----- Trecho para leitura -----

A ditadura militar iniciada em 1964 em
parte foi uma reação à demanda e inquietação no campo na busca da Reforma
Agrária. Por outro lado, já no governo
militar de Castello Branco, este acabou admitindo publicamente que a demanda
continuava latente na sociedade e havia o entendimento de que teria que haver um tipo de Reforma Agrária
para diminuir o foco de tensão reinante.
Afinal, um dos motivos que os poderosos, aí incluídos os latifundiários,
viram para apoiar a Ditadura Militar de 1964 foi se contrapor ao governo João Goulart que tinha em seu programa de
governo denominado Reformas de Base, a
Reforma Agrária como um dos itens angulares.
O governo militar logo que tomou o poder
em abril de 1964 decidiu implementar um tipo de Reforma Agrária que fosse
palatável minimamente aos latifundiários e que viesse atender em algum nível os
trabalhadores do campo que tinham anseio e lutavam pela posse da terra para
sobrevivência.
Nesse contexto o governo cria a lei 4.504
de 30-11-1964 a qual passa a ser
chamada de Estatuto da Terra. A tramitação foi bem rápida inclusive porque
o Congresso estava sob intervenção militar e o executivo tinha poder de fato
para implementar suas ações de forma mais expedita. Na mensagem número 33 do Presidente Marechal
Humberto de Alencar Castello Branco ao congresso, o mesmo fala do desequilíbrio no campo e a necessidade de Reforma
Agrária. Eis trecho da
mensagem: “... impondo uma
participação mais ativa do Poder Público na remoção dos obstáculos ao progresso
social da camada assalariada rural.
Representando 52% do contingente demográfico ativo na agricultura, essa
população sem terra tem estado praticamente alijada dos benefícios do nosso
progresso, formando um vazio
sócio-econômico, tremendamente mais sério que os nossos vazios
demográficos”. (4)
Os representantes dos latifundiários
acenavam e discursavam no Congresso Nacional contra essa medida do governo e chegaram a acusa-lo de traidor da causa da
“revolução de 1964”. Como
contraponto os latifundiários costumavam dizer que havia muita gente e que essa
gente teria que ir colonizar áreas novas, mantendo intocáveis os latifúndios já
dotados de infraestrutura pública como estradas, ferrovias, portos, etc. Colonizar novas áreas na verdade custaria
grandes investimentos do governo e os recursos sempre foram carentes para um país
novo e de dimensões continentais.

----- Registros listados -----

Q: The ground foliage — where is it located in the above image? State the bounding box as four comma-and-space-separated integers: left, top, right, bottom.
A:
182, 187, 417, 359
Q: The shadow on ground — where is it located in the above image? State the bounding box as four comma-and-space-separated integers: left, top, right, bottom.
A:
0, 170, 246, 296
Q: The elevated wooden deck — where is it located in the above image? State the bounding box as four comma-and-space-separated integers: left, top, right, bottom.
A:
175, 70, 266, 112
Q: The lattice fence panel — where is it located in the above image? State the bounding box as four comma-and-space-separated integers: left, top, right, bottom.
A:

-----
----- Registros listados -----

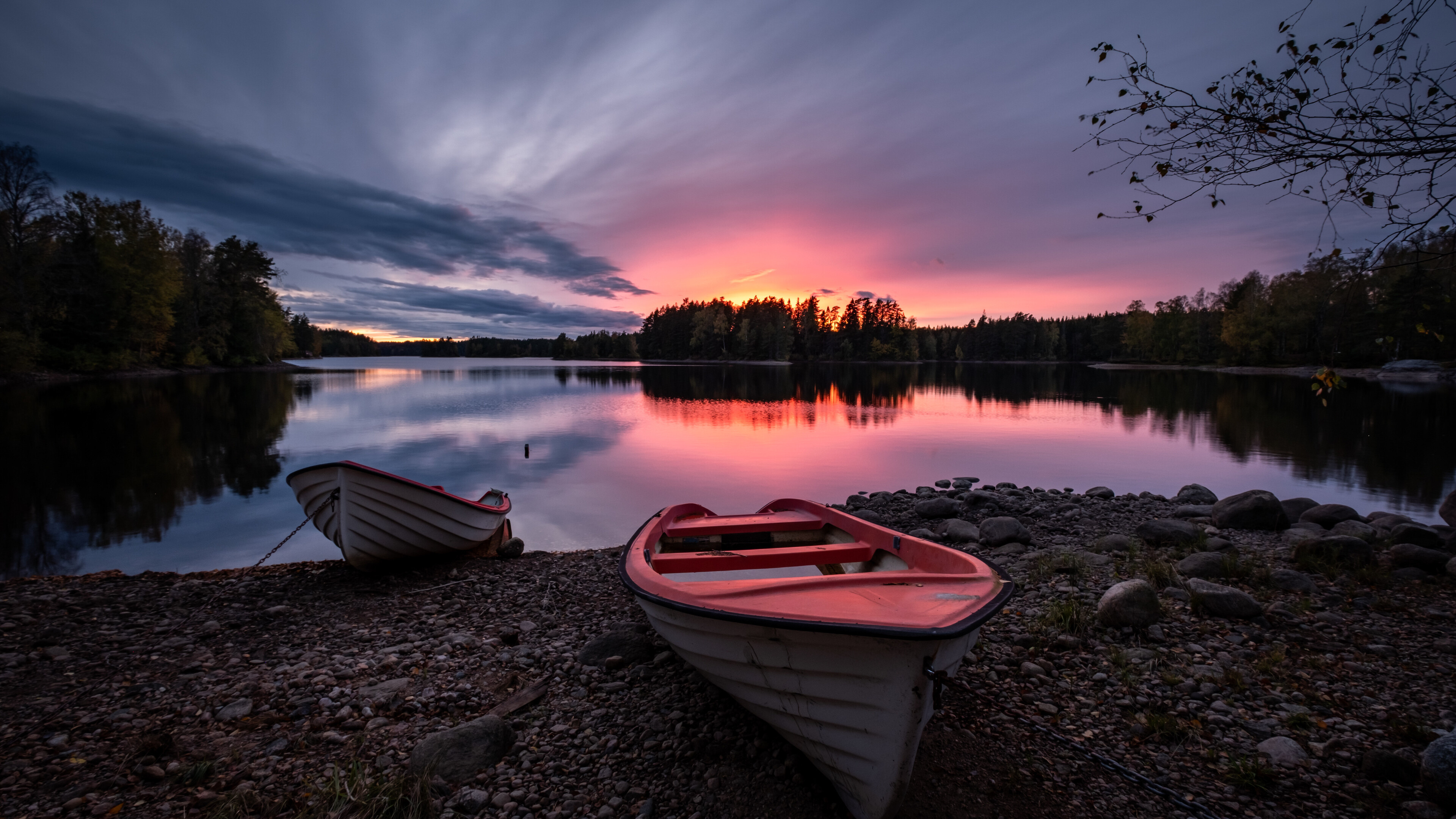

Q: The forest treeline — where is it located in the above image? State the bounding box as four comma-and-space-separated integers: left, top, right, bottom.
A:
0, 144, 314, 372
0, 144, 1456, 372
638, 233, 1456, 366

-----

Tarefas:
a. Segundo o trecho sobre o Estatuto da Terra, qual é o número e a data da lei que passou a ser chamada de Estatuto da Terra?
b. Explique, com base no trecho sobre o Estatuto da Terra, por que a tramitação dessa lei foi tão rápida.
c. Por favor, prossiga com o trecho sobre o Estatuto da Terra a partir da última frase apresentada.

Respostas:
a. Lei 4.504, de 30-11-1964.

b. A tramitação foi rápida porque o Congresso estava sob intervenção militar. Além disso, o executivo tinha poder de fato para implementar suas ações de forma mais expedita.

c.
O mote da Ditadura Militar no Brasil que
se iniciou em 1964 destacava a busca da
Segurança Nacional e o Desenvolvimento do País. A Reforma Agrária entraria no pilar de
desenvolvimento.
A Constituição de 1988 – a Constituição
Cidadã
A nossa chamada Carta Magna de 1988 em seu
artigo 5 diz sobre direitos... “à vida, à liberdade, à igualdade, à
segurança e à propriedade.
Em seu inciso XXII diz:
“É garantido o direito de propriedade”.
Em seu inciso XXIII acrescenta:
“A propriedade atenderá à sua função social.
No artigo
170 da CF1988 na parte da ordem econômica, em seus princípios ...” II – a propriedade privada; III – a função social da propriedade.”
Ainda na mesma há no artigo 182 na parte
que trata de desenvolvimento urbano uma alusão à função social da propriedade
no meio urbano. “... ordenar o pleno
desenvolvimento das funções sociais da cidade e garantir o bem estar dos seus
habitantes”...
No artigo 186 vem a discriminação mais detalhada da Função Social da Propriedade Rural. “A Função Social é cumprida quando a
propriedade rural atende, segundo critérios e graus de exigência estabelecidos
em lei, aos seguintes requisitos:
I – Aproveitamento racional e adequado;
II – Utilização adequada dos recursos
naturais disponíveis e preservação do meio ambiente;
III – Observância das disposições que
regulam as relações de trabalho;
IV – Exploração que favoreça o bem estar
dos proprietários e dos trabalhadores.”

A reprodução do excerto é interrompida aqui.